本文抜粋:
──────────
なによりも緊張が1番の敵だと思っていて、自分自身に勝てれば優勝できると思っています。「ドラゴンクエストライバルズ」(以下、DQR)は僕が1番上手いという自信もあるので。
――その自信は、やはり今までカードゲームをやり込んできた経験が由来?
あーあい:
そうですね。
いろいろなプレイヤーがいて、それぞれが背負っているものがあると思いますが、僕は20年以上もカードゲームをやっているので。
人生を全振りしていると言っても過言ではないくらいです。
――カードゲームありきの人生だったと?
あーあい:
見切りをつけるのも大事だとは思いますが、人生は一度きりしかないもの。絶対に後悔したくないんですよ。
勉強に打ち込んだり、スポーツに励んだり、人それぞれの人生があると思うんですけど、僕が20年間積み重ねてきたものはカードゲームだったんです。
そのカードゲームで食っていけるなら、その道でやっていきたいなと思い今がある感じです。
もちろん、いろいろな人の支えがあってやってこれたのは間違いないです。
――まさに好きなことで生きていくですね。
──────────
記録抜粋:
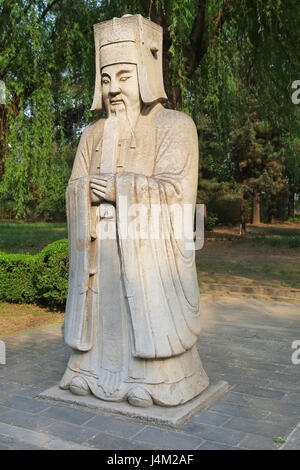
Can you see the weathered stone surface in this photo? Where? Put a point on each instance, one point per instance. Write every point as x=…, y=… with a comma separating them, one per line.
x=133, y=309
x=171, y=416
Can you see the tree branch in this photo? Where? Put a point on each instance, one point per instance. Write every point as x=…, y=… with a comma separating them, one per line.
x=13, y=27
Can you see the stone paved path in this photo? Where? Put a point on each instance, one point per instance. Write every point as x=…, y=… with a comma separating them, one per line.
x=246, y=342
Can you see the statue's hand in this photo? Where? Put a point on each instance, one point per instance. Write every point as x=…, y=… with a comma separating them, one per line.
x=104, y=187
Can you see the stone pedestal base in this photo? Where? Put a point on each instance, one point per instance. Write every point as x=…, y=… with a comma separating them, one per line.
x=173, y=417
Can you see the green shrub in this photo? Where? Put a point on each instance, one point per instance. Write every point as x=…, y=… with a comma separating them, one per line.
x=41, y=278
x=51, y=276
x=17, y=273
x=226, y=208
x=210, y=222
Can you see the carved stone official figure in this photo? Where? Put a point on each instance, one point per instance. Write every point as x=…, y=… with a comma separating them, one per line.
x=133, y=312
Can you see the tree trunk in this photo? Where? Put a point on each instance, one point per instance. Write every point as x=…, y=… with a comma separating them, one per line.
x=243, y=217
x=292, y=199
x=256, y=209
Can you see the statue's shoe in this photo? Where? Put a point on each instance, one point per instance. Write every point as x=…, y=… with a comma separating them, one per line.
x=138, y=396
x=79, y=386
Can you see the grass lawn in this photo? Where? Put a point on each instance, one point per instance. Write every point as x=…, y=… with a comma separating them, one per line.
x=269, y=256
x=15, y=318
x=22, y=237
x=266, y=257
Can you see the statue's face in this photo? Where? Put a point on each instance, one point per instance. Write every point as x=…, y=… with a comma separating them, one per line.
x=120, y=87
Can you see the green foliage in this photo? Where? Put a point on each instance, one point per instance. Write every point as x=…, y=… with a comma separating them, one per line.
x=41, y=278
x=210, y=222
x=17, y=272
x=51, y=277
x=230, y=65
x=25, y=237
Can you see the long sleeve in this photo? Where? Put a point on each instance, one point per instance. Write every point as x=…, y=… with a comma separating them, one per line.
x=159, y=273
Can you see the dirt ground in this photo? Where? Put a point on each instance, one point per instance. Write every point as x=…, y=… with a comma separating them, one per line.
x=229, y=262
x=15, y=318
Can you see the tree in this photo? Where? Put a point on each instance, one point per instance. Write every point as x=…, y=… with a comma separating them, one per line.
x=218, y=55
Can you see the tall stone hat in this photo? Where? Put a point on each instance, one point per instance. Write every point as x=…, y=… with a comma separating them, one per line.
x=135, y=40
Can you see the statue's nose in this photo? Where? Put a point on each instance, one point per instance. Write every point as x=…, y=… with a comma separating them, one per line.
x=114, y=89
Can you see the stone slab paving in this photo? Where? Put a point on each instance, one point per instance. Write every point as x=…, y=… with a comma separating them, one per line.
x=245, y=342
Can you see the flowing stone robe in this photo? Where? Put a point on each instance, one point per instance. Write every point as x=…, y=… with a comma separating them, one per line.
x=133, y=309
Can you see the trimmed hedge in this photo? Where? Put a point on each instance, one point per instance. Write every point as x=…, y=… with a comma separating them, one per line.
x=17, y=278
x=41, y=278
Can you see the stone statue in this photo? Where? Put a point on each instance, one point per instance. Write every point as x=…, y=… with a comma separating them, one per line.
x=133, y=312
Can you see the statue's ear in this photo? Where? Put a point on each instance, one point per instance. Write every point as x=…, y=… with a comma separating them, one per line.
x=97, y=101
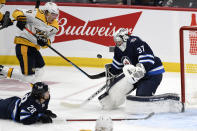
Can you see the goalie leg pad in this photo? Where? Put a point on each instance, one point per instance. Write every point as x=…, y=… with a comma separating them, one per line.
x=168, y=102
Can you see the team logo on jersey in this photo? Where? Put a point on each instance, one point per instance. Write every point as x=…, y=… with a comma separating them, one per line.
x=126, y=60
x=97, y=31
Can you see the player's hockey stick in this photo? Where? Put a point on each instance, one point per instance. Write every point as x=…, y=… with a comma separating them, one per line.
x=6, y=20
x=37, y=4
x=120, y=119
x=86, y=101
x=100, y=75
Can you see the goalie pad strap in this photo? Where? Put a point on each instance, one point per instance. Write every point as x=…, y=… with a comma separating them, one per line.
x=161, y=97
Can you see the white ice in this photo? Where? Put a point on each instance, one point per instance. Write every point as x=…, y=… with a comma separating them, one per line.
x=70, y=85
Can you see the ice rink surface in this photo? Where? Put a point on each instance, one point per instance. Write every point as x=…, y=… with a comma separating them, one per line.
x=67, y=84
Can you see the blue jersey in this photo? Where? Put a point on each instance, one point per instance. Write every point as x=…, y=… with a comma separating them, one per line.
x=26, y=110
x=137, y=51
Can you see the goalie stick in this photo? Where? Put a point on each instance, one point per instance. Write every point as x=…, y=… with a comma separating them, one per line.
x=120, y=119
x=86, y=101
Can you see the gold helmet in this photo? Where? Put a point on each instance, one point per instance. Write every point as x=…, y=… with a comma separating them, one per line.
x=2, y=1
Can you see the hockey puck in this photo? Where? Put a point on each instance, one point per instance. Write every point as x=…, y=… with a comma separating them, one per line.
x=99, y=56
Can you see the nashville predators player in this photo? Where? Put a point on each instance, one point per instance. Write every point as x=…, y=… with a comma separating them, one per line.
x=43, y=23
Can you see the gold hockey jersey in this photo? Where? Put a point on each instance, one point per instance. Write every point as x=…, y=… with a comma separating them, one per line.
x=37, y=23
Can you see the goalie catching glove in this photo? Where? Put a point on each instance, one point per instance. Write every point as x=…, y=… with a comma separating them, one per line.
x=134, y=74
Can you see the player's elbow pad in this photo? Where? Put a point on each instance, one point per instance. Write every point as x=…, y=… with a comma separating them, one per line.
x=29, y=121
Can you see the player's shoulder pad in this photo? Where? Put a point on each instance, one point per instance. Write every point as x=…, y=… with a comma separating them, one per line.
x=40, y=15
x=133, y=39
x=55, y=24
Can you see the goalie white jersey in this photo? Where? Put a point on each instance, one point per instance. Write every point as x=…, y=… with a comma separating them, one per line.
x=37, y=23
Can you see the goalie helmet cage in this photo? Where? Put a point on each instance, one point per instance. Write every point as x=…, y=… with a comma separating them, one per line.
x=188, y=64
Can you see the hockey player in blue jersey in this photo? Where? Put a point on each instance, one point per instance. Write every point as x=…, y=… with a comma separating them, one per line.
x=134, y=67
x=31, y=108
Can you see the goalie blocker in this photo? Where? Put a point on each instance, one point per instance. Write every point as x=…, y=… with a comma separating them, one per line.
x=168, y=102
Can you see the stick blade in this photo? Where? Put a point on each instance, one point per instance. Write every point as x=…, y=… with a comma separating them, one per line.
x=65, y=104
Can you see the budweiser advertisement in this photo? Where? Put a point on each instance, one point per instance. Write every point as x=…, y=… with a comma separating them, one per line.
x=98, y=31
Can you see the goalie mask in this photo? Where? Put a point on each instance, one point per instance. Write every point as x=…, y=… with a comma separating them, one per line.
x=120, y=38
x=39, y=89
x=104, y=123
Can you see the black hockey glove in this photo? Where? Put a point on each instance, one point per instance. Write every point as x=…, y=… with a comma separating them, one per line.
x=50, y=113
x=42, y=41
x=6, y=21
x=45, y=119
x=21, y=22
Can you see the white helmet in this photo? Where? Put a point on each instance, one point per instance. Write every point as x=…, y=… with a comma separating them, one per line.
x=51, y=8
x=120, y=38
x=104, y=123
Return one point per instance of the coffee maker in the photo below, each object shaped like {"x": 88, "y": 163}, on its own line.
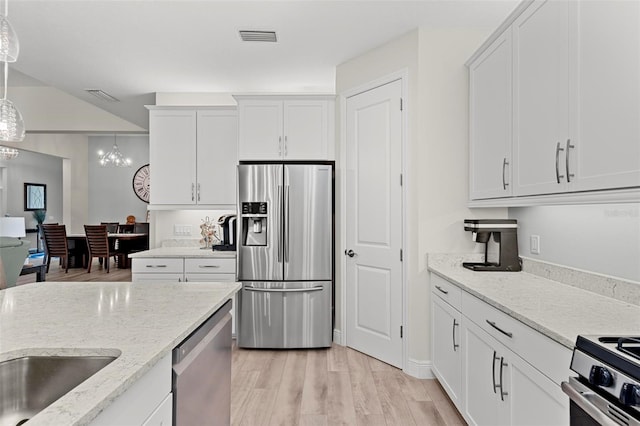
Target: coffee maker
{"x": 228, "y": 224}
{"x": 501, "y": 251}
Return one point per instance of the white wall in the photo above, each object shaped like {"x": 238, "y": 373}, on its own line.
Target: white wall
{"x": 111, "y": 196}
{"x": 598, "y": 238}
{"x": 436, "y": 155}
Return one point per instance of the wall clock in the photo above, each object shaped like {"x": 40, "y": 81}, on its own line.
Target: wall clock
{"x": 141, "y": 183}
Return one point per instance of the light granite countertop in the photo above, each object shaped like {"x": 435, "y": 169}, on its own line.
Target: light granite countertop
{"x": 142, "y": 322}
{"x": 187, "y": 252}
{"x": 557, "y": 310}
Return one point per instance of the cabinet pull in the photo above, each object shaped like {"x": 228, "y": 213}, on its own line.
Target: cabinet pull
{"x": 502, "y": 392}
{"x": 442, "y": 290}
{"x": 566, "y": 158}
{"x": 558, "y": 175}
{"x": 455, "y": 346}
{"x": 506, "y": 333}
{"x": 505, "y": 163}
{"x": 493, "y": 371}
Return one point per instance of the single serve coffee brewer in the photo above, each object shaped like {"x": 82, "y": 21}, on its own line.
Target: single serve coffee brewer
{"x": 501, "y": 251}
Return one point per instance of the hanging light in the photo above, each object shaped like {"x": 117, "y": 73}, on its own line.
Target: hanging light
{"x": 7, "y": 153}
{"x": 11, "y": 123}
{"x": 113, "y": 158}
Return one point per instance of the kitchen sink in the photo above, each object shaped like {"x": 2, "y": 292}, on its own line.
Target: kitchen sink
{"x": 30, "y": 384}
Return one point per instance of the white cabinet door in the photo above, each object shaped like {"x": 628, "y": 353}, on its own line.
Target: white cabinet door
{"x": 260, "y": 130}
{"x": 541, "y": 70}
{"x": 305, "y": 130}
{"x": 172, "y": 156}
{"x": 480, "y": 372}
{"x": 606, "y": 115}
{"x": 447, "y": 360}
{"x": 491, "y": 121}
{"x": 217, "y": 157}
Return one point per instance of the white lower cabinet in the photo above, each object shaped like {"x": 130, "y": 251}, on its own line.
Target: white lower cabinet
{"x": 495, "y": 369}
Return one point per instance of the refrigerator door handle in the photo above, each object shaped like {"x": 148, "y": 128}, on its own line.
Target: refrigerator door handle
{"x": 283, "y": 290}
{"x": 286, "y": 228}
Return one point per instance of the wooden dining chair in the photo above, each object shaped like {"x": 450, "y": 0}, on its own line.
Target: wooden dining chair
{"x": 55, "y": 238}
{"x": 98, "y": 244}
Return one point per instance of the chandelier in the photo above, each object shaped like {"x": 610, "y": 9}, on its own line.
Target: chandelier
{"x": 7, "y": 153}
{"x": 11, "y": 123}
{"x": 113, "y": 158}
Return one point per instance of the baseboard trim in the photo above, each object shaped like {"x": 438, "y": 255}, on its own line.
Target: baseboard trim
{"x": 337, "y": 337}
{"x": 419, "y": 369}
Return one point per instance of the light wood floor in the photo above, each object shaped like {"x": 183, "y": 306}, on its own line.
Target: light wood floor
{"x": 336, "y": 386}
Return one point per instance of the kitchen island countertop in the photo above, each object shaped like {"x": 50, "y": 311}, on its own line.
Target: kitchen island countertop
{"x": 183, "y": 252}
{"x": 142, "y": 322}
{"x": 559, "y": 311}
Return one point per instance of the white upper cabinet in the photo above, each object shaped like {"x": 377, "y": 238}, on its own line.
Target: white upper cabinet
{"x": 193, "y": 156}
{"x": 490, "y": 120}
{"x": 541, "y": 82}
{"x": 291, "y": 128}
{"x": 605, "y": 116}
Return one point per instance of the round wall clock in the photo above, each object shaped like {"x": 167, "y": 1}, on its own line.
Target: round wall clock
{"x": 141, "y": 183}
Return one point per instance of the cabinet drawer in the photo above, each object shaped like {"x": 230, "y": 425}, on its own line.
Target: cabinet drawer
{"x": 158, "y": 265}
{"x": 210, "y": 266}
{"x": 548, "y": 356}
{"x": 446, "y": 290}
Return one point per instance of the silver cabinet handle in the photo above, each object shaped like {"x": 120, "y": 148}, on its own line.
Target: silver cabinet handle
{"x": 566, "y": 158}
{"x": 283, "y": 290}
{"x": 455, "y": 345}
{"x": 505, "y": 163}
{"x": 440, "y": 289}
{"x": 558, "y": 175}
{"x": 506, "y": 333}
{"x": 493, "y": 371}
{"x": 502, "y": 392}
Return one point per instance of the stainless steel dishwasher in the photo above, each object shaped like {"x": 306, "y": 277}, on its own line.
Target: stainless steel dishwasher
{"x": 202, "y": 373}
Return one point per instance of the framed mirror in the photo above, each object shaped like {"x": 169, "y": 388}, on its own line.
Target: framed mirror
{"x": 35, "y": 196}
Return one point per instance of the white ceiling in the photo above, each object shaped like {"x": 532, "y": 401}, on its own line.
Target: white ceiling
{"x": 132, "y": 49}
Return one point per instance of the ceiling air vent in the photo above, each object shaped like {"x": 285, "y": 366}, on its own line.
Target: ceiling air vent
{"x": 101, "y": 94}
{"x": 258, "y": 36}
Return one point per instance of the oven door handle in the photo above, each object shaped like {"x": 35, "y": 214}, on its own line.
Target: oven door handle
{"x": 582, "y": 399}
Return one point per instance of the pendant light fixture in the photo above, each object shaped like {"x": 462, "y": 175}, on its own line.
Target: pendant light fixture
{"x": 11, "y": 123}
{"x": 113, "y": 158}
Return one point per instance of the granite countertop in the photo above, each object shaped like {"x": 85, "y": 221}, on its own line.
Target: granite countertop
{"x": 142, "y": 322}
{"x": 188, "y": 252}
{"x": 557, "y": 310}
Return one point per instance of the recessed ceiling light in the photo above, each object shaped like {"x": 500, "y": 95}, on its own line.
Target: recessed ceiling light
{"x": 101, "y": 94}
{"x": 247, "y": 35}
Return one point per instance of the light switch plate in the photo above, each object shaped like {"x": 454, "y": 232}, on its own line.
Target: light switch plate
{"x": 534, "y": 244}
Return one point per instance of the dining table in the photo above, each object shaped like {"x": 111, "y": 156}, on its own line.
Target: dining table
{"x": 127, "y": 242}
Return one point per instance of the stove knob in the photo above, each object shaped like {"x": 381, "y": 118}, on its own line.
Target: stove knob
{"x": 630, "y": 394}
{"x": 600, "y": 376}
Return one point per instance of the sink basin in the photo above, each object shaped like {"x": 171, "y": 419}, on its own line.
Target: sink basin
{"x": 30, "y": 384}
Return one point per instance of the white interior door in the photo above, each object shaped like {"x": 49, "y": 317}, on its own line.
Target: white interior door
{"x": 374, "y": 223}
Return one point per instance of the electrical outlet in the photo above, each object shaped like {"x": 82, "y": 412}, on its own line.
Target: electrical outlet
{"x": 534, "y": 244}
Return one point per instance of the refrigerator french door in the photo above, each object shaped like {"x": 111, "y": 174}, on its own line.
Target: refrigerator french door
{"x": 285, "y": 255}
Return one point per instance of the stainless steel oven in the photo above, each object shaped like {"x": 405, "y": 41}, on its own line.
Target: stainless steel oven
{"x": 607, "y": 388}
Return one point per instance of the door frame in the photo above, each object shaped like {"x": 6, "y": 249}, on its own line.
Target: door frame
{"x": 402, "y": 75}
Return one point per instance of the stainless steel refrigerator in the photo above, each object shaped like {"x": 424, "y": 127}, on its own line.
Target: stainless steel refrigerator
{"x": 285, "y": 255}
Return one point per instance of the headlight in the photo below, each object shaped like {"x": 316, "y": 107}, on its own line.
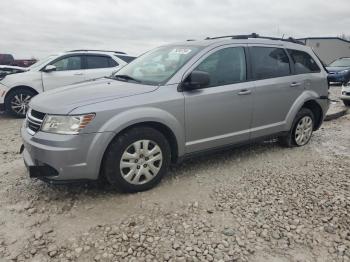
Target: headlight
{"x": 68, "y": 125}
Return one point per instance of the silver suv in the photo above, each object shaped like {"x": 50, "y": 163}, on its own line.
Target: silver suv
{"x": 171, "y": 103}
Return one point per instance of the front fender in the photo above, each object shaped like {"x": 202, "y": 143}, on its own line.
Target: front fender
{"x": 140, "y": 115}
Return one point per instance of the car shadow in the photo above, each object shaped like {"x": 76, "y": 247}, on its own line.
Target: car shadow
{"x": 203, "y": 162}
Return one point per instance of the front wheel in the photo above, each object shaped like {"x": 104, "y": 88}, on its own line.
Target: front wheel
{"x": 17, "y": 102}
{"x": 301, "y": 131}
{"x": 137, "y": 160}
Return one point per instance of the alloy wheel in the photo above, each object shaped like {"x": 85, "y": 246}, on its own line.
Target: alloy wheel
{"x": 303, "y": 130}
{"x": 19, "y": 103}
{"x": 141, "y": 162}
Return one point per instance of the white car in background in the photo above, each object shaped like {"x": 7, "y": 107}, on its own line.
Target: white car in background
{"x": 67, "y": 68}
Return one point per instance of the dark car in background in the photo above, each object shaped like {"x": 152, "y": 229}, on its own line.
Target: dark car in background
{"x": 6, "y": 59}
{"x": 339, "y": 70}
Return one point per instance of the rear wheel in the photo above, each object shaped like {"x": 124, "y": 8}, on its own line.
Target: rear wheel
{"x": 301, "y": 131}
{"x": 137, "y": 160}
{"x": 17, "y": 101}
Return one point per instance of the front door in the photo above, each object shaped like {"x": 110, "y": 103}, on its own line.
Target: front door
{"x": 221, "y": 113}
{"x": 69, "y": 70}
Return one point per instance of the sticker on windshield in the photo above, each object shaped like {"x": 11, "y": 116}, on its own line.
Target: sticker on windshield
{"x": 181, "y": 51}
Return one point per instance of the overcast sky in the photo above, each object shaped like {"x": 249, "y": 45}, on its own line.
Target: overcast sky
{"x": 39, "y": 28}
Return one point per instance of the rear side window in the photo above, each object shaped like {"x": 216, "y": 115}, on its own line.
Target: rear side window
{"x": 68, "y": 63}
{"x": 93, "y": 62}
{"x": 127, "y": 59}
{"x": 226, "y": 66}
{"x": 269, "y": 62}
{"x": 303, "y": 62}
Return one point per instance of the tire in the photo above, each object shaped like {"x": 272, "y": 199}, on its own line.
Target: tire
{"x": 132, "y": 170}
{"x": 16, "y": 103}
{"x": 295, "y": 137}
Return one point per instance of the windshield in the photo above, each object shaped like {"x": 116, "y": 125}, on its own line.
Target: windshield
{"x": 159, "y": 65}
{"x": 345, "y": 62}
{"x": 42, "y": 62}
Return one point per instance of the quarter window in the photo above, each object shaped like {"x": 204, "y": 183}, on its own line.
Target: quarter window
{"x": 68, "y": 63}
{"x": 303, "y": 62}
{"x": 93, "y": 62}
{"x": 226, "y": 66}
{"x": 269, "y": 62}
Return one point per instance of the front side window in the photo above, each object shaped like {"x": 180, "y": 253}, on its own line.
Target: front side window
{"x": 303, "y": 62}
{"x": 269, "y": 62}
{"x": 226, "y": 66}
{"x": 68, "y": 63}
{"x": 159, "y": 65}
{"x": 93, "y": 62}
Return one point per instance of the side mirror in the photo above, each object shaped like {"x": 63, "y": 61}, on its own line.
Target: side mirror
{"x": 196, "y": 80}
{"x": 49, "y": 68}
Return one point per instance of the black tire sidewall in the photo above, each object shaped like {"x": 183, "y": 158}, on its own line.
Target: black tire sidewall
{"x": 114, "y": 152}
{"x": 11, "y": 97}
{"x": 302, "y": 113}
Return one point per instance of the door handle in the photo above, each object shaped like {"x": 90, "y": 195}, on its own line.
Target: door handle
{"x": 244, "y": 92}
{"x": 294, "y": 84}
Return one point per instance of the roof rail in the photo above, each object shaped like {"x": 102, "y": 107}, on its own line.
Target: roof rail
{"x": 255, "y": 35}
{"x": 95, "y": 50}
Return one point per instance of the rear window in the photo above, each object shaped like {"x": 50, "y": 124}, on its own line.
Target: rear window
{"x": 303, "y": 62}
{"x": 269, "y": 62}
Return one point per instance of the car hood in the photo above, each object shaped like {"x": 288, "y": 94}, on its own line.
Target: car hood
{"x": 64, "y": 100}
{"x": 333, "y": 69}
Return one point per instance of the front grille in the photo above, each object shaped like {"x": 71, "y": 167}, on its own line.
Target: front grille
{"x": 34, "y": 121}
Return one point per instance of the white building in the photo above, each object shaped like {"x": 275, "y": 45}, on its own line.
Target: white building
{"x": 328, "y": 48}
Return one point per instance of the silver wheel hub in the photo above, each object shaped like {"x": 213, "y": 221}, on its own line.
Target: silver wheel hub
{"x": 19, "y": 103}
{"x": 141, "y": 162}
{"x": 303, "y": 130}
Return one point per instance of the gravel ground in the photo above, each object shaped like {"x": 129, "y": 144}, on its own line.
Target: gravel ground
{"x": 256, "y": 203}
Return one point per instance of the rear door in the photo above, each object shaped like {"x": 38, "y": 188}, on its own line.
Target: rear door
{"x": 221, "y": 113}
{"x": 68, "y": 71}
{"x": 99, "y": 66}
{"x": 276, "y": 89}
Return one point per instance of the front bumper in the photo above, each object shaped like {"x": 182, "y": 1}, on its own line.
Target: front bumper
{"x": 64, "y": 157}
{"x": 338, "y": 78}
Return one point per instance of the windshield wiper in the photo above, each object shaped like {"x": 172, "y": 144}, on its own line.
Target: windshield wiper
{"x": 127, "y": 78}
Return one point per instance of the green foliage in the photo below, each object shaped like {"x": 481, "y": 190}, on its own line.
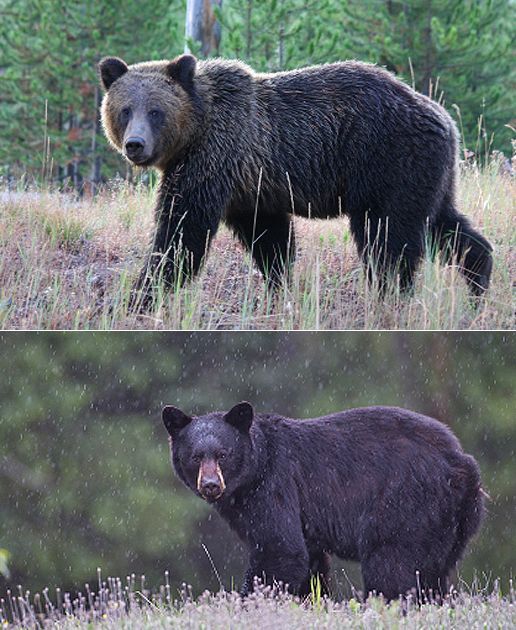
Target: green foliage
{"x": 49, "y": 95}
{"x": 4, "y": 558}
{"x": 85, "y": 477}
{"x": 49, "y": 103}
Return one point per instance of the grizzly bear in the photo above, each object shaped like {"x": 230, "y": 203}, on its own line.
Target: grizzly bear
{"x": 384, "y": 486}
{"x": 254, "y": 149}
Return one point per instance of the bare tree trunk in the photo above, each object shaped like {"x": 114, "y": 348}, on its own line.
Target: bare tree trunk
{"x": 202, "y": 26}
{"x": 95, "y": 157}
{"x": 249, "y": 31}
{"x": 428, "y": 59}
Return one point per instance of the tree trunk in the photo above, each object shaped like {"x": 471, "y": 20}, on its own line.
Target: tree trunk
{"x": 202, "y": 26}
{"x": 95, "y": 157}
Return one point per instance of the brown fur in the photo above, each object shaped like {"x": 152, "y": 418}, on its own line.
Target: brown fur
{"x": 340, "y": 138}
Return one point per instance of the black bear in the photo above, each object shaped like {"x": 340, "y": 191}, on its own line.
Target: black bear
{"x": 385, "y": 486}
{"x": 253, "y": 149}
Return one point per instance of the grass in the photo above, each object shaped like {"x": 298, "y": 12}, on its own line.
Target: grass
{"x": 67, "y": 264}
{"x": 116, "y": 605}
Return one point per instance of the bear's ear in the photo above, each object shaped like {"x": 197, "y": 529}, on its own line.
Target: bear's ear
{"x": 174, "y": 419}
{"x": 111, "y": 69}
{"x": 240, "y": 416}
{"x": 182, "y": 69}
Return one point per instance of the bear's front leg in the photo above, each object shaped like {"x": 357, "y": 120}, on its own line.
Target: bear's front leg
{"x": 278, "y": 560}
{"x": 185, "y": 226}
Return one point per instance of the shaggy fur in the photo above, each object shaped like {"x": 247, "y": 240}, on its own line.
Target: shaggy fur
{"x": 384, "y": 486}
{"x": 252, "y": 149}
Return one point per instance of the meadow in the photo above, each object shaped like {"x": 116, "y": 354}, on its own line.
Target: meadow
{"x": 124, "y": 607}
{"x": 69, "y": 263}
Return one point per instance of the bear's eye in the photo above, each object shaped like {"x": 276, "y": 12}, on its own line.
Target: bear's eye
{"x": 155, "y": 115}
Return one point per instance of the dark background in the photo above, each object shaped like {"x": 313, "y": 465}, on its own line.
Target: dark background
{"x": 85, "y": 479}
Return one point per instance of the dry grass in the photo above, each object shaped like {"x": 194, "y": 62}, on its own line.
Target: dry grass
{"x": 69, "y": 265}
{"x": 119, "y": 606}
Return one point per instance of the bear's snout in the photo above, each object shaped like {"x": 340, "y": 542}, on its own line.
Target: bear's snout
{"x": 210, "y": 481}
{"x": 135, "y": 147}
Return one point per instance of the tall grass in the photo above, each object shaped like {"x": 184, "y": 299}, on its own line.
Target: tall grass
{"x": 70, "y": 264}
{"x": 117, "y": 604}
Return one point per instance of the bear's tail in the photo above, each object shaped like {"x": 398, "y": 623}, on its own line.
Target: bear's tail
{"x": 455, "y": 237}
{"x": 471, "y": 509}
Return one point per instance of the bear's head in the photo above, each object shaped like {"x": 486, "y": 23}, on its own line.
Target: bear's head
{"x": 211, "y": 453}
{"x": 148, "y": 110}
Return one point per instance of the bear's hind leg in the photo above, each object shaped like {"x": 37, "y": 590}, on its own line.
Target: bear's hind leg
{"x": 386, "y": 572}
{"x": 271, "y": 241}
{"x": 387, "y": 250}
{"x": 456, "y": 238}
{"x": 319, "y": 571}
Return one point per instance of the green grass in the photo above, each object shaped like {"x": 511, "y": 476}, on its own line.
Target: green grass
{"x": 70, "y": 264}
{"x": 124, "y": 606}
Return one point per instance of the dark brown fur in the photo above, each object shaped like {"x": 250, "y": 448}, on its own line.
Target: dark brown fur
{"x": 345, "y": 137}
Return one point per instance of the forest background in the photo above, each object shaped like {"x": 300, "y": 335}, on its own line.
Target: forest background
{"x": 460, "y": 51}
{"x": 85, "y": 476}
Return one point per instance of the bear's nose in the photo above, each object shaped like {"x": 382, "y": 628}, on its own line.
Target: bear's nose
{"x": 134, "y": 146}
{"x": 210, "y": 489}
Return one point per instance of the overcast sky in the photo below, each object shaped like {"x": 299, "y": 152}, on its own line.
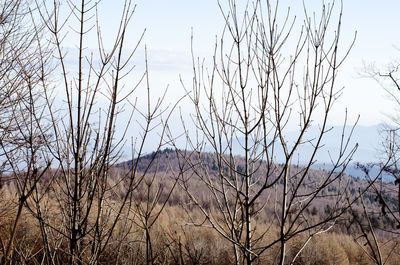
──────────
課題一覧:
[A] カードゲームについてのインタビューを二文で要約してください。
[B] カードゲームについてのインタビューの続きを、最後の一文の後から書き進めてください。
記録を参照する必要はありません。

想定解答:
[A] あーあいは、緊張こそが最大の敵であり自分自身に勝てれば優勝できると考えており、DQRでは自分が最も上手いという自信を持っています。その自信は20年以上カードゲームを続けてきた経験に由来し、一度きりの人生で後悔しないよう、カードゲームで食っていける道を選んだと語っています。

[B]
あーあい:
ゲーム関連の会社で何回か転職を繰り返してプレイヤーとしても活動していましたが、自分の言動とか性格が災いして病んでしまって……。ゲーム業界からは離れようと考えていた時期もありました。
でも、もう一度自分に問いかけてみたら、やっぱりゲームで生きていきたいと思うようになって、ちょうどその頃にDQRがリリースされたんです。
そして、最初のランクマッチで1位になり、GAME BOXの社長さんにお声がけいただいて、そこで働くことになりました。
――そう聞くと狙ったかのように1位を取りに行ったように聞こえますね。
あーあい:
完全に狙ってましたね。他のカードゲームで有名なプレイヤーたちもいる中での1位だったので、自信にもなりましたね。
――大会の配信などを見ているとカメラ慣れしているイメージですけど、緊張する方ですか?
あーあい:
緊張は本当に自分の弱点だと思ってます。昔から本番に弱いんですよ。
2位にはなれても優勝できないことばかりで、父からは「お前は俺と同じでシルバーコレクターだな」と言われます。
――お父さんもシルバーコレクターだったのですね(笑)。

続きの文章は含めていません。